Exercise details |
Write out every single entry exactly.

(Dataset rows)
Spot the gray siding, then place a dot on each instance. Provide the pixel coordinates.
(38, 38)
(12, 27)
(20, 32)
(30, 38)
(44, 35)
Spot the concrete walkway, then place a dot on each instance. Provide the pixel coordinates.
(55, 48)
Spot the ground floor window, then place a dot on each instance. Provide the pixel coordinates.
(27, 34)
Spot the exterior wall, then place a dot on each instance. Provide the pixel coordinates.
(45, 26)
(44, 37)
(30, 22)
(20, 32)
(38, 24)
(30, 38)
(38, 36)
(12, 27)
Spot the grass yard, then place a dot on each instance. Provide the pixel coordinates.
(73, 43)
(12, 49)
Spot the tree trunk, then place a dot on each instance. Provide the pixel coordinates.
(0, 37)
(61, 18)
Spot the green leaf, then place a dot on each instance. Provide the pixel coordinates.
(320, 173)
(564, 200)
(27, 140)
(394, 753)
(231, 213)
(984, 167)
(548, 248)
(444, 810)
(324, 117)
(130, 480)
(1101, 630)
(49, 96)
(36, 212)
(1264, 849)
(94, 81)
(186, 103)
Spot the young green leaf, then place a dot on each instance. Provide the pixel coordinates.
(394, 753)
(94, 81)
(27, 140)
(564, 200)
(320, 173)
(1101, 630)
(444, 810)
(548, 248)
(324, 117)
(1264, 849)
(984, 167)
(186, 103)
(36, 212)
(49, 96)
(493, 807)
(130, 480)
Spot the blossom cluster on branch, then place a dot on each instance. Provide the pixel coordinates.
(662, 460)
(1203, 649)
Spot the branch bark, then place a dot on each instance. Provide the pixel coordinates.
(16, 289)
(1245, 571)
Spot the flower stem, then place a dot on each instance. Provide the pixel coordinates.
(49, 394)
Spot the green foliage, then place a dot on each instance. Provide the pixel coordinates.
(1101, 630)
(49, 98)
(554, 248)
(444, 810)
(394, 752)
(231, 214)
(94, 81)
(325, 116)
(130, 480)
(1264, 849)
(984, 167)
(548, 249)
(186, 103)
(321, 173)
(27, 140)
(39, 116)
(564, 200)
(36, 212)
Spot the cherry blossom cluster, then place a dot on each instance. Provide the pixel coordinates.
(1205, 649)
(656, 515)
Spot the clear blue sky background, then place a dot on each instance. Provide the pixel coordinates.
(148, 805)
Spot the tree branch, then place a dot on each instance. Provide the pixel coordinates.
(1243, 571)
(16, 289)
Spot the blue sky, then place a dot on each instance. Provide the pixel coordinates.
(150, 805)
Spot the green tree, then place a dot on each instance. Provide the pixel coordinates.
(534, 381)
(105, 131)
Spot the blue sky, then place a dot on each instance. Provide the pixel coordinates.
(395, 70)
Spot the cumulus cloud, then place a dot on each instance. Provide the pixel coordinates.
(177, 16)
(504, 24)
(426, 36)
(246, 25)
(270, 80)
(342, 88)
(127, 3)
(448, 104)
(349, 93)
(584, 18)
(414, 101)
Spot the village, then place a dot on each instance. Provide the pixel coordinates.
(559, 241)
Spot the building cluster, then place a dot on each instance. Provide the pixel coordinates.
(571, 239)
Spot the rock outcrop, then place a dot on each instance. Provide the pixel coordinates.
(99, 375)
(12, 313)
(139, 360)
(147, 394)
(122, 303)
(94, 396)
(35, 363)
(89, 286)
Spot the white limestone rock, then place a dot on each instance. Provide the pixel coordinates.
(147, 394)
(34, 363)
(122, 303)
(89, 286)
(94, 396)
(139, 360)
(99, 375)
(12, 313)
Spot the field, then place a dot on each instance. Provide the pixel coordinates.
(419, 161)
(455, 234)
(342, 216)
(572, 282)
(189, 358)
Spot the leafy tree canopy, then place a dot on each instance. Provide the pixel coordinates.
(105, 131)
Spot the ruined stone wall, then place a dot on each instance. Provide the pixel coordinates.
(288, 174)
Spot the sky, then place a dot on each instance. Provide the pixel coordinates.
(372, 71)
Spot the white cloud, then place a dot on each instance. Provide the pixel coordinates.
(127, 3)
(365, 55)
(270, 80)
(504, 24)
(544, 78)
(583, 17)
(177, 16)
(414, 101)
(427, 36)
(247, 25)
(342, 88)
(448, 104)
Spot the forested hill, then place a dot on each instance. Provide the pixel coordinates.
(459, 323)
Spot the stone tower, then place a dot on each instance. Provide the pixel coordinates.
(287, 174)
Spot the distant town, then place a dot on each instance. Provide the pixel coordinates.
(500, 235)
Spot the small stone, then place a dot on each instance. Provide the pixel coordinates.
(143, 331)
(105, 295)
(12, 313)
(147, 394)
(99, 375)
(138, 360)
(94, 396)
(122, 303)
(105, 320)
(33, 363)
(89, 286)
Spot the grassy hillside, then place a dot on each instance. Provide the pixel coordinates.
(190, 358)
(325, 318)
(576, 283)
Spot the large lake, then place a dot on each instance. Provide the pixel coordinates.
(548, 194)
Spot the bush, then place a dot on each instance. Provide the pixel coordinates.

Reply to the exercise |
Spot the gray siding, then place a dot on each instance. Provide the pixel coordinates.
(38, 38)
(12, 27)
(20, 32)
(30, 38)
(44, 35)
Spot the concrete walkway, then place a dot on each instance. Provide the pixel coordinates.
(55, 48)
Spot the ground floor window, then place a dot on each instance. Provide the pixel coordinates.
(27, 34)
Spot the exterior wall, then place a dot on each instance. Provide the pixel coordinates.
(45, 26)
(44, 37)
(30, 22)
(20, 32)
(38, 24)
(30, 38)
(38, 36)
(12, 27)
Spot the grass yard, then place a dot on each instance. Provide the pixel coordinates.
(73, 43)
(12, 49)
Spot the tree trunk, then place a dot on each instance. Provide the pixel coordinates.
(0, 37)
(61, 18)
Spot the green leaf, then place a dot on each instance. Provide the pixel coordinates.
(320, 173)
(564, 200)
(27, 140)
(394, 753)
(231, 213)
(984, 167)
(548, 248)
(444, 810)
(324, 117)
(130, 480)
(1101, 630)
(49, 96)
(36, 212)
(1264, 849)
(94, 81)
(186, 103)
Spot the young green leaf, then place a dot on each instance. Provide the pixel coordinates.
(394, 753)
(94, 81)
(27, 140)
(564, 200)
(320, 173)
(1101, 630)
(444, 810)
(548, 248)
(324, 117)
(1264, 849)
(984, 167)
(186, 103)
(36, 212)
(49, 96)
(493, 807)
(130, 480)
Spot the blossom cluster on branch, then place a dot on each instance. Provide the pixel coordinates.
(662, 460)
(1203, 649)
Spot the branch bark, then place a dot on each instance. Provide the pixel coordinates.
(16, 289)
(1245, 571)
Spot the flower stem, then place a dot on each instance. Provide the pixel coordinates.
(49, 394)
Spot the green foliage, then place a dot on each instance. Provide the pixel coordinates.
(1101, 630)
(49, 98)
(554, 248)
(444, 810)
(394, 752)
(231, 214)
(94, 81)
(325, 116)
(130, 480)
(1264, 849)
(984, 167)
(548, 249)
(186, 103)
(321, 173)
(27, 140)
(39, 116)
(564, 200)
(36, 212)
Spot the cherry blossom cluster, then place a dot on each instance. Provide the pixel coordinates.
(1205, 649)
(656, 515)
Spot the clear blue sky background, then place a dot on each instance. Provide the pixel coordinates.
(148, 805)
Spot the tree branch, then place a dot on each instance. Provide the pixel coordinates.
(1243, 571)
(16, 289)
Spot the blue sky, then place a dot on each instance. Provide the pixel coordinates.
(150, 805)
Spot the green tree, then place a dot on each instance. Provide the pixel coordinates.
(534, 381)
(105, 131)
Spot the blue sky, then place a dot on each instance. Provide the pixel coordinates.
(395, 70)
Spot the cumulus cloud, then place a dot on each instance. Provide the pixel coordinates.
(177, 16)
(504, 24)
(426, 36)
(246, 25)
(270, 80)
(342, 88)
(127, 3)
(448, 104)
(349, 93)
(584, 18)
(414, 101)
Spot the village, then place a dot on each instance. Provide the pixel coordinates.
(559, 241)
Spot the building cluster, then place a dot on each instance. Provide the pixel coordinates.
(571, 239)
Spot the rock outcrop, then place a dot on each instance. Provide the pixel coordinates.
(99, 375)
(12, 313)
(139, 360)
(147, 394)
(122, 303)
(94, 396)
(35, 363)
(89, 286)
Spot the white limestone rock, then place a dot on each instance. Provide the pixel coordinates.
(147, 394)
(34, 363)
(122, 303)
(89, 286)
(94, 396)
(139, 360)
(99, 375)
(12, 313)
Spot the field, then place a dot on each instance. Provide the pixel coordinates.
(419, 161)
(455, 234)
(342, 216)
(572, 282)
(189, 358)
Spot the leafy tree canopy, then place a dot on each instance. Provide the pixel coordinates.
(105, 131)
Spot the ruined stone wall, then place a dot on each instance. Provide the pixel coordinates.
(288, 174)
Spot the sky, then place a dot on each instance. Provide the pixel coordinates.
(372, 71)
Spot the white cloud, then place a dot on each instance. Provide the pixel coordinates.
(127, 3)
(365, 55)
(270, 80)
(504, 24)
(544, 78)
(583, 17)
(177, 16)
(414, 101)
(427, 36)
(247, 25)
(342, 88)
(448, 104)
Spot the forested hill, then place a dot on each instance. Provide the pixel coordinates.
(459, 323)
Spot the stone tower, then place a dot on each instance. Provide the pixel coordinates.
(287, 174)
Spot the distant town, then place a dot on each instance. Provide the pixel coordinates.
(500, 235)
Spot the small stone, then place a dot on each instance. Provide the pixel coordinates.
(143, 331)
(105, 295)
(12, 313)
(147, 394)
(99, 375)
(138, 360)
(94, 396)
(122, 303)
(105, 320)
(33, 363)
(89, 286)
Spot the grassy hillside, then place a dot on each instance. Provide the pixel coordinates.
(190, 358)
(325, 318)
(576, 283)
Spot the large lake, then place a dot on each instance. Provide the pixel coordinates.
(548, 194)
Spot the bush, then place a dot on each instance. Provide the pixel coordinates.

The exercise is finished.